• [Text provided]
******************************
Re Minister for Immigration and Multicultural Affairs and Another ex parte Miah (2001) 206 CLR 57
[2001] HCA 22
The Queen v Olbrich (1999) 199 CLR 270
Source
Original judgment source is linked above.
Catchwords
(2018) 92 ALJR 764
GAS v The Queen (2004) 217 CLR 198[2004] HCA 22
Nguyen v R [2015] NSWCCA 268
R v Falls [2004] NSWCCA 335
R v Uzabeaga [2000] NSWCCA 381(2000) 119 A Crim R 452
Re Minister for Immigration and Multicultural Affairs and Another ex parte Miah (2001) 206 CLR 57[2001] HCA 22
The Queen v Olbrich (1999) 199 CLR 270
Judgment (10 paragraphs)
[1]
Judgment
BATHURST CJ: I agree with the orders proposed by Price J and with his Honour's reasons.
HOEBEN CJ AT CL: I agree with Price J and the orders which he proposes.
PRICE J: Lecx Purdie ("Purdie") pleaded guilty to the following offences:
1. Supply an indictable quantity of a prohibited drug, namely, 87.32g of cocaine on 22 March 2016, contrary to s 25(1) of the Drug Misuse and Trafficking Act 1985 (NSW) ("the DMTA"). The maximum penalty for the offence of supplying an indictable quantity of cocaine is 15 years imprisonment and/or a fine of 2000 penalty units.
2. Knowingly deal with proceeds of crime, namely, $39,450 on 25 May 2016 contrary to s 193B(2) of the Crimes Act 1900 (NSW). The maximum penalty for this offence is 15 years imprisonment.
His Honour imposed an aggregate term of imprisonment of 4 years 6 months, with a non-parole period of 3 years, commencing 4 September 2017 and expiring 3 September 2020, with a balance term of 1 year 6 months expiring 3 March 2022.
******************************
• [Tasks to perform]
1. Name each judge whose statement appears in the judgment excerpt.
2. Summarize the judgment excerpt in two sentences.
3. Continue the judgment excerpt from its final sentence, keeping the same formal style.
The records that follow were gathered from a different source than the judgment excerpt.

Collected data entries:
******************************
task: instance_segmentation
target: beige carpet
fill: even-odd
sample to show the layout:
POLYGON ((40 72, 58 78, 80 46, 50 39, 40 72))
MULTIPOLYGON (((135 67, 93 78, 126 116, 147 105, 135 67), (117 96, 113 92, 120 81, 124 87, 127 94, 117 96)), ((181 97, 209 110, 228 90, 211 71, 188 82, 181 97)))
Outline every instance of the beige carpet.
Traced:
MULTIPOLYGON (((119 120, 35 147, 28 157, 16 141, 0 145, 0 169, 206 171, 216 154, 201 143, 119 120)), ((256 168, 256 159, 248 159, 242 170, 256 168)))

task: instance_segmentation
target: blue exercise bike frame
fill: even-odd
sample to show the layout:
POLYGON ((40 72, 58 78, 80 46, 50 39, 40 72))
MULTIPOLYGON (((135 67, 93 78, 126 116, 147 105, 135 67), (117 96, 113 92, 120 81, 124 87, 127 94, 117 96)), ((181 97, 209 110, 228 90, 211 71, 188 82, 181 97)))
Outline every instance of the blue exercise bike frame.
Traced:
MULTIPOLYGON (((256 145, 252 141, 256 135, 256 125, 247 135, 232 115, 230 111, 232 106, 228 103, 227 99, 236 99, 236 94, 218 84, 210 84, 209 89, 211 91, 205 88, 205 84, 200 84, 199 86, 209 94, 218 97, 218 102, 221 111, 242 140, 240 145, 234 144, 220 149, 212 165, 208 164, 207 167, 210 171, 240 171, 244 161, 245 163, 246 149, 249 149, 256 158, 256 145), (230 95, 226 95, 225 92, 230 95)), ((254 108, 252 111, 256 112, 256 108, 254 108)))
******************************
• [Expected outputs]
1. Bathurst CJ, Hoeben CJ at CL, and Price J.

2. Bathurst CJ and Hoeben CJ at CL agreed with the orders and reasons of Price J, who noted that Lecx Purdie pleaded guilty to supplying an indictable quantity of cocaine (87.32g on 22 March 2016) and to knowingly dealing with $39,450 in proceeds of crime on 25 May 2016, each offense carrying a maximum of 15 years imprisonment. The sentencing judge imposed an aggregate term of 4 years 6 months with a non-parole period of 3 years commencing 4 September 2017.

3.
The indicative sentence for the offence of supply was 3 years. The indicative sentence for the offence of knowingly deal with the proceeds of crime was 3 years 6 months.
Purdie was sentenced at the same time as Azhar Abdul, Lyle Assam and Lopeti Matu.
Purdie seeks leave to appeal against his sentence on the following grounds:
"Ground 1: The learned sentencing judge erred in denying [Purdie] procedural fairness.
Ground 2: [Purdie] has a justifiable sense of grievance having regard to the sentence imposed upon his co-offenders Azhar Abdul and Lopeti Matu.
Ground 3: The sentence was manifestly excessive."
[2]
Factual background
The facts relevant to Purdie's involvement in the supply of cocaine on 22 March 2016 ('Deployment 4') are detailed in Assam v R [2019] NSWCCA 12 at [42]-[49].
The facts of the offence of knowingly deal with the proceeds of crime were not in dispute and may be briefly summarised.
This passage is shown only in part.